▶ [WRITTEN PROBLEM]:
Please present every line of the listing below as a numbered list, leaving out any blank lines.
##### EXTRACTED DATA
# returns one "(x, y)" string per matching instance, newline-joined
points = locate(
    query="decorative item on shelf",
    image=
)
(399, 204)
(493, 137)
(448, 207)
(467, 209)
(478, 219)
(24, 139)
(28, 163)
##########
▶ [EXERCISE ANSWER]:
1. # returns one "(x, y)" string per matching instance, newline-joined
2. points = locate(
3.     query="decorative item on shelf",
4.     image=
5. )
6. (399, 204)
7. (493, 137)
8. (448, 207)
9. (467, 209)
10. (478, 219)
11. (24, 139)
12. (28, 163)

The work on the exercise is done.